---------- RECORDS FOR THIS EXERCISE ----------

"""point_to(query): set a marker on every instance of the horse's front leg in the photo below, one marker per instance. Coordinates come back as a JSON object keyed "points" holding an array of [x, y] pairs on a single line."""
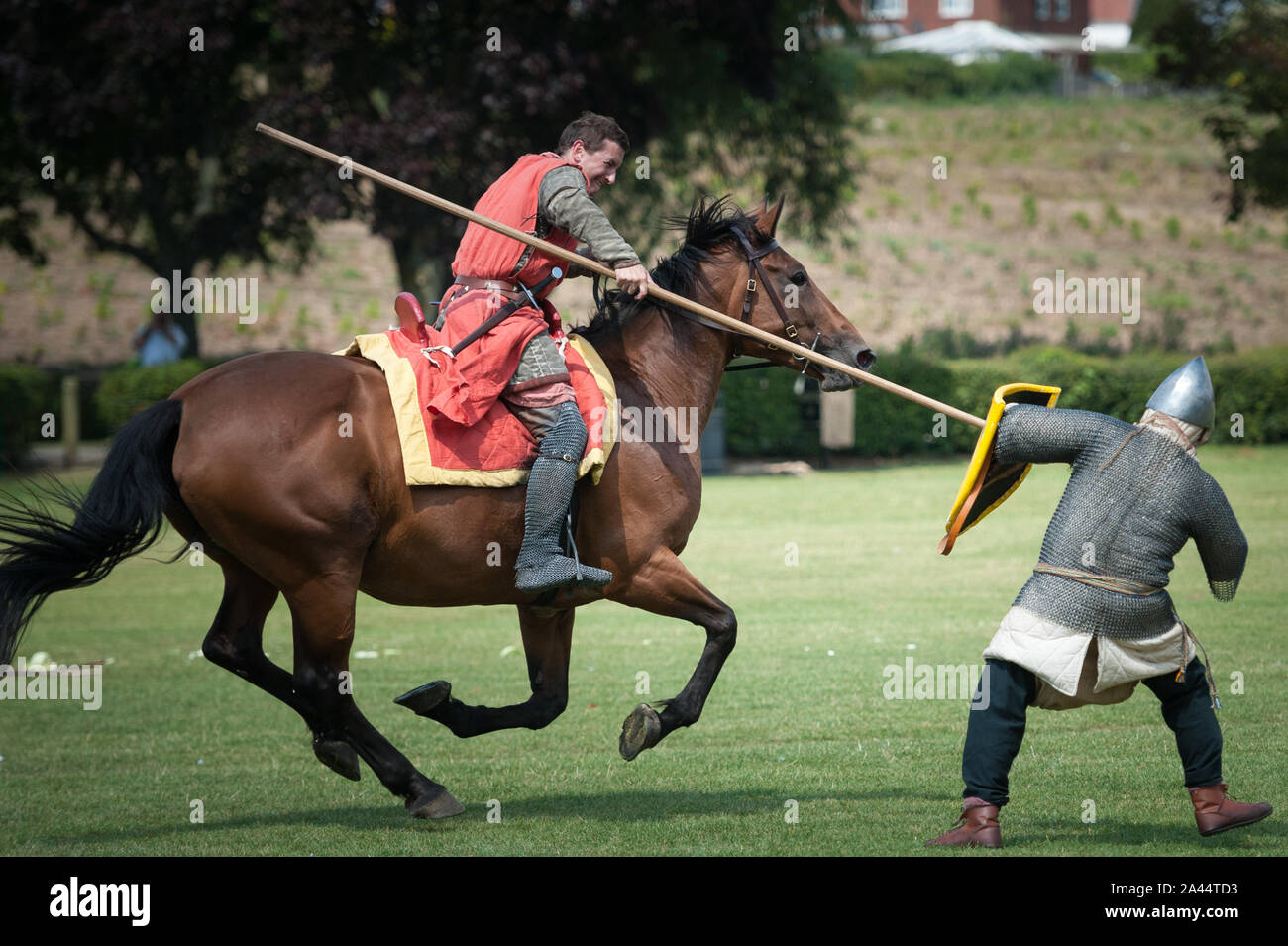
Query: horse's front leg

----------
---------- RECORDS FOR THIS EXERCISE ----------

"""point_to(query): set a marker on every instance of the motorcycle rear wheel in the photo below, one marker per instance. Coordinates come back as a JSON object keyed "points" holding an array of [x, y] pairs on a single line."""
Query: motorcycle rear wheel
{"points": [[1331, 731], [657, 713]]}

----------

> _OBJECTIVE_
Starting at the line that has "of the horse's" and stopping after the line that has "Query: horse's front leg", rewrite those lines of the items with "front leg" replaced by "hind leg" and everything else left unchanged. Leave the pictures out.

> _FINISHED EXERCISE_
"""point_to(query): set a marker on every instance of the horse's hind leg in the photo below, one marker per instance. Coordinates come back as a JSON object keyed "points" holding an array of [x, y] pairs on a single line."""
Query: horse's hind leg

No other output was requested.